A fast workaround is to replace in ::wibble::process:

  # Flush the outgoing buffer.
  chan flush $socket

with:

  # Flush the outgoing buffer.
  if {[dict exists $request header connection] &&
    [dict get $request header connection] eq "close"} {
      chan close $socket
      break
  } else {
    chan flush $socket
  }

AMG: Fast workaround? That's more like a complete solution! I dropped it straight into my development version of Wibble, and it worked perfectly. It fixed a bug I just noticed when streaming music to Winamp: Winamp hangs at the end of each song, waiting for the server to close the connection.

AMG: I wound up implementing this a bit differently. Now [defaultsend] returns false on Connection: Close, which causes [process] to terminate the connection. A custom sendcommand should do similar.

Content type

AMG: The Wibble static file server doesn't send Content-Type:, so the client has to guess. (Internet Explorer second-guesses the text/plain Content-Type: anyway.) I think a contenttype zone handler might be able to fill the gap, but I'm not sure what heuristics it should use to detect the type.

makr (2009-11-19): A pure-Tcl solution could employ fumagic (fileutil::magic). tmag on the other hand is an extension built on top of libmagic (only available for Unix so far).

AMG: Sounds good, thanks for the pointer. So that's two possible approaches, and I can think of a third one: file extension matching. Since zones stack, it's possible (but untested) to override contenttype (or its arguments) for individual files, by declaring single-file zones. Anyway, I might try implementing all three, once I have made a separate Wiki page for extra zone handlers.

AMG, 2010-11-06: Now I have the separate Wiki page! See Wibble zone handlers.

AMG, 2011-04-25: I made a cheesy content-type zone handler that operates by matching the file extension present in the request URI. It does this for all requests (in its zone), even those that ultimately turn out to be 404'ed, etc. It simply sets the content-type response header and passes on to the next zone handler. The trouble is that the current published version of Wibble has a bug that causes the zone handlers to ignore an inherited response dictionary. It's a really easy fix, but I haven't gotten around to publishing it yet. I was hoping to move to Fossil before the next published version (see [L5 ]), but I'm not getting the support I need in order to make that happen. Eventually I'll just bite the bullet and make another release on this wiki, even though that means more work for me in the future when (if) I move to a "proper" revision control system.

AMG: Published! Wow, I held on to that fix far too long.

WebSocket

AMG: I have yet to research the WebSocket page written by AGB. It may be worth incorporating into Wibble, or at least updating to match the latest version. I want to see how much of it can be made into zone handlers and how much of it requires modifications to the core.

jbr - 20110430 - Andy there are notes on the WebSocket page describing a patch I made to allow Wibble to release the socket so that it can be used for the direct client - server connection. Can you add an official API that would allow this? Thanks.

• **Tasks and exercises**:
A - Summarize the Wibble thread excerpt in two sentences.
B - Repeat the part of the Wibble thread excerpt between "AMG: I wound" and "detect the type.", inclusive.

• **Source excerpt**:

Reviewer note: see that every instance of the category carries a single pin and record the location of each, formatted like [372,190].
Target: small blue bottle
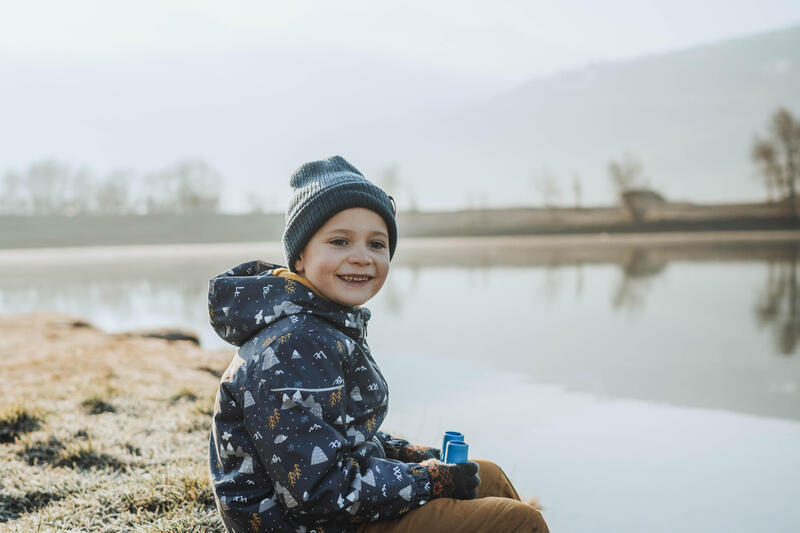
[450,436]
[457,452]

• **Responses**:
A - A workaround in ::wibble::process closes the socket when a request's connection header is "close," and AMG later implemented this differently by having [defaultsend] return false on Connection: Close so that [process] terminates the connection. Because the Wibble static file server doesn't send Content-Type:, AMG considered fileutil::magic, libmagic-based tmag, and file extension matching, then made a content-type zone handler that matches the file extension in the request URI and published a fix for a bug that caused zone handlers to ignore an inherited response dictionary.

B -
AMG: I wound up implementing this a bit differently. Now [defaultsend] returns false on Connection: Close, which causes [process] to terminate the connection. A custom sendcommand should do similar.

Content type

AMG: The Wibble static file server doesn't send Content-Type:, so the client has to guess. (Internet Explorer second-guesses the text/plain Content-Type: anyway.) I think a contenttype zone handler might be able to fill the gap, but I'm not sure what heuristics it should use to detect the type.